* Exercise aim:
Summarize the article on Nepal's Corruption Perception Index ranking in two sentences.

Nepal falls two places to 124 on Corruption Perception IndexNepal’s position on the latest Corruption Perception Index has worsened from last year, falling to 124 from 122 in 2017. The Index, published on Tuesday by Transparency International, draws on 13 surveys, along with expert assessments, to rank 180 countries on a scale of 0 (highly corrupt) to 100 (very clean).
Nepal’s position on the latest Corruption Perception Index has worsened from last year, falling to 124 from 122 in 2017. The Index, published on Tuesday by Transparency International, draws on 13 surveys, along with expert assessments, to rank 180 countries on a scale of 0 (highly corrupt) to 100 (very clean). Nepal’s score for 2018 is 31, the same it received last year. A score of below 50 is considered indicative of poor governance. Ranked third after Afghanistan (16) and Bangladesh (26), Nepal remains one of the most corrupt countries in South Asia.
With a score of 88, the Index considers Denmark as one of the cleanest countries in the world while Somalia, with a score of 10, is considered the most corrupt country. The annual Index is generated based on surveys conducted by the World Bank, World Economic Forum, Global Insight, Bertelsmann Foundation, World Justice Project and V-DEM (Varieties of Democracy), among others.
“The surveys of these institutions showed that corruption at public institutions, graft in businesses, misuse of public position, weak monitoring and actions, poor access to information and political corruption continued in Nepal even after the elections,” Transparency International-Nepal said in a statement. “The score received by Nepal on the index suggests that the situation of corruption is worrisome.”

* Source material:
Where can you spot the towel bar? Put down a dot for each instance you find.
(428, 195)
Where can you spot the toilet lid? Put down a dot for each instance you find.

* Result of the exercise:
Nepal fell from 122nd to 124th on Transparency International's Corruption Perception Index, which ranks 180 countries on a scale of 0 to 100. Its score stayed at 31, below the 50 that indicates poor governance, and Transparency International-Nepal said surveys showed corruption continued after the elections and that the situation is worrisome.